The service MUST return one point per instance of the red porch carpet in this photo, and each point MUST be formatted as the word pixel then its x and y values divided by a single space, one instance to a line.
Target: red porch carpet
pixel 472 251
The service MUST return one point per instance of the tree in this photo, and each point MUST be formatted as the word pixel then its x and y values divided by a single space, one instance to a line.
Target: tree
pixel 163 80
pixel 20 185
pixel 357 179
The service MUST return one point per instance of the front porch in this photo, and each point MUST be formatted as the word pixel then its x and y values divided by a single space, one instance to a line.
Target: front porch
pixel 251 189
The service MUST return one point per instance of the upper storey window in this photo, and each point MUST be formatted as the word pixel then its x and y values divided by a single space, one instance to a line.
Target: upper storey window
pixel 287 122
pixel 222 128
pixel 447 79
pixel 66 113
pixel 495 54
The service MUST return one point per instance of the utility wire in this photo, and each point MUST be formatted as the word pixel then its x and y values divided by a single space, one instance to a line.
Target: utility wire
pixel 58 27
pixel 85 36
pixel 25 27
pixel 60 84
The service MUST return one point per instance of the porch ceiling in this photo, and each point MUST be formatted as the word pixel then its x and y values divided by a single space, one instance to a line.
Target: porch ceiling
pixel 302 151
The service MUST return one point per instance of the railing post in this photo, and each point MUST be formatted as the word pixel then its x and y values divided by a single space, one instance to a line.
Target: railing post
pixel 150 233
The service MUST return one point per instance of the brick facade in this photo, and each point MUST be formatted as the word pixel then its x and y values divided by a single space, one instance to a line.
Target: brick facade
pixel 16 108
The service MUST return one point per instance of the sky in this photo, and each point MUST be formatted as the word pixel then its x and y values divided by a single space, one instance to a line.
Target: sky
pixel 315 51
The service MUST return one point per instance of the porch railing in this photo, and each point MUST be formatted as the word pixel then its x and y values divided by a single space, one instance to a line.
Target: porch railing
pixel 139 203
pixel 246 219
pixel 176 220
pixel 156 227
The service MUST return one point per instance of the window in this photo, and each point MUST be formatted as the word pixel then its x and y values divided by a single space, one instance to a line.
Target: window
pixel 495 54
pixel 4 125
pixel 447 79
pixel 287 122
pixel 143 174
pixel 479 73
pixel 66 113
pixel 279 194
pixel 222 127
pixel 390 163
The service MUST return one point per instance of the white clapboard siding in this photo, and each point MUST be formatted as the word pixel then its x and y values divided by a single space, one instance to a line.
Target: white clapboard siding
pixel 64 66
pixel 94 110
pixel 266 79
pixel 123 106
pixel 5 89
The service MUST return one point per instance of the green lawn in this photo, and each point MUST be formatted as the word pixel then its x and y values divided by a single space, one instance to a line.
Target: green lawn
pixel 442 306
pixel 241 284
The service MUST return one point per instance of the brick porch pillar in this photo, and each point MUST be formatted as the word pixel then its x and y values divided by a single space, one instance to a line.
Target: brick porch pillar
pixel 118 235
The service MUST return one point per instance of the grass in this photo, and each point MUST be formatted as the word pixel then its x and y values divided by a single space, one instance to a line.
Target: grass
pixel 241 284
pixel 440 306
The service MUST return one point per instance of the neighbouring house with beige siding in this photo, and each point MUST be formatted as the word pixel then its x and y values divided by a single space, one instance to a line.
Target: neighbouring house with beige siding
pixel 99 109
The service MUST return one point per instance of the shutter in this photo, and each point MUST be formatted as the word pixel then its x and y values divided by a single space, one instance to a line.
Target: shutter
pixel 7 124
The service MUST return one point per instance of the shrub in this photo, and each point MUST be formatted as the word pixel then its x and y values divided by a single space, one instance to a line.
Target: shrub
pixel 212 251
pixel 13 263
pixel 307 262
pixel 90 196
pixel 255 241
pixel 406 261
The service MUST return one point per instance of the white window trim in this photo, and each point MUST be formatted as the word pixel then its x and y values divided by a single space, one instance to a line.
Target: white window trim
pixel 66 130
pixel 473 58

Exercise requirements:
Put every line of the records above into a numbered list, and leave out any blank lines.

Correct output:
1. The service MUST return one point per instance of the red porch carpet in this photo, and each point MUST be formatted as the word pixel then its x and y values divided by a single space, one instance to a line.
2. Target: red porch carpet
3. pixel 472 251
4. The service MUST return one point per instance of the tree in this photo, and each point MUST be formatted as the word pixel then its x and y values divided by a single space, one instance to a line.
5. Target: tree
6. pixel 163 80
7. pixel 20 185
8. pixel 357 179
9. The service MUST return one point per instance of the front porch in this photo, and each point MUST be formatted as the word pixel then its x and y values divided by a single space, one instance to a line.
10. Target: front porch
11. pixel 251 189
12. The service MUST return one point per instance of the upper storey window in this photo, and each point MUST be formatted as the word pixel then its x and y values divided by a single space, one instance to a line.
13. Target: upper storey window
14. pixel 287 122
15. pixel 222 128
16. pixel 447 79
17. pixel 66 113
18. pixel 495 54
19. The service MUST return one point per instance of the utility wire in this photo, and each point MUST be formatted as the word pixel then its x and y values divided by a single space, one instance to a line.
20. Target: utility wire
21. pixel 58 27
22. pixel 85 36
23. pixel 25 27
24. pixel 60 84
25. The service MUST return one point per instance of the porch ceiling in this photo, and each point MUST be formatted as the word pixel then its x and y values divided by a single space, one instance to a line.
26. Target: porch ceiling
27. pixel 302 151
28. The service MUST return one point per instance of the railing post in this photo, and each point MUST be formatted as the word pixel then its x and y values divided by a single space, one instance to a line.
29. Target: railing post
30. pixel 150 233
31. The service MUST return one point per instance of the brick facade in this photo, and each point MUST be formatted as the word pixel then its x and y values divided by a single space, one instance to a line.
32. Target: brick facade
33. pixel 16 108
34. The service MUST return one point per instance of the sky in this photo, and each point MUST be formatted as the word pixel then its x and y values divided by a single space, one instance to a line.
35. Target: sky
36. pixel 315 51
37. The service MUST return one point per instance of the porch railing in this photo, and each point MUST be formatted as the word pixel then its x and y values divided by a single space, one instance to a line.
38. Target: porch railing
39. pixel 139 203
40. pixel 246 219
41. pixel 176 220
42. pixel 156 227
43. The service MUST return one point per instance of the window in this photo, and each point MUST be formatted as the word pixel then its x and y values divided by a single space, one instance to a line.
44. Target: window
45. pixel 495 54
46. pixel 4 125
47. pixel 447 79
48. pixel 287 122
49. pixel 143 174
50. pixel 479 73
51. pixel 66 113
52. pixel 279 194
53. pixel 222 127
54. pixel 390 163
55. The service MUST return one point per instance of the white clapboard siding in this photo, and each point MUST be formatted as the word pixel then its x and y values divided by a single space, one instance to a line.
56. Target: white clapboard siding
57. pixel 64 66
58. pixel 94 110
59. pixel 266 79
60. pixel 123 106
61. pixel 5 89
62. The service MUST return one point per instance of the green lawn in this photo, and each point MUST be formatted as the word pixel then its x and y values divided by a single space, one instance to a line.
63. Target: green lawn
64. pixel 442 306
65. pixel 241 284
66. The service MUST return one point per instance of the brick porch pillar in this photo, and each point MUST be formatted as the word pixel then its x and y values divided by a single space, one instance to a line.
67. Target: brick porch pillar
68. pixel 118 235
69. The service MUST return one point per instance of the grass in this photo, and each point MUST be formatted as the word pixel then its x and y values divided by a single space, one instance to a line.
70. Target: grass
71. pixel 241 284
72. pixel 440 306
73. The service MUST return one point per instance of the neighbouring house with beige siding in this photo, and each point MUST be formatted as the word pixel then its x and y values divided by a single space, one instance to a line.
74. Target: neighbouring house with beige siding
75. pixel 99 109
76. The service MUST return one point per instance of the shutter in this photo, and each point MUST be formatted as the word pixel then its x and y values divided by a single space, one instance to a line.
77. Target: shutter
78. pixel 7 124
79. The service MUST return one point per instance of the shrub in this photo, and each point MUST be formatted as the word pixel then its x and y values divided by a single space, one instance to a line.
80. Target: shrub
81. pixel 212 251
82. pixel 13 263
83. pixel 307 262
84. pixel 90 196
85. pixel 255 241
86. pixel 406 261
87. The service MUST return one point per instance of the white window trim in this photo, and each point MUST be formatted as the word pixel then its x and y values divided by a single space, one instance to a line.
88. Target: white window trim
89. pixel 66 130
90. pixel 473 58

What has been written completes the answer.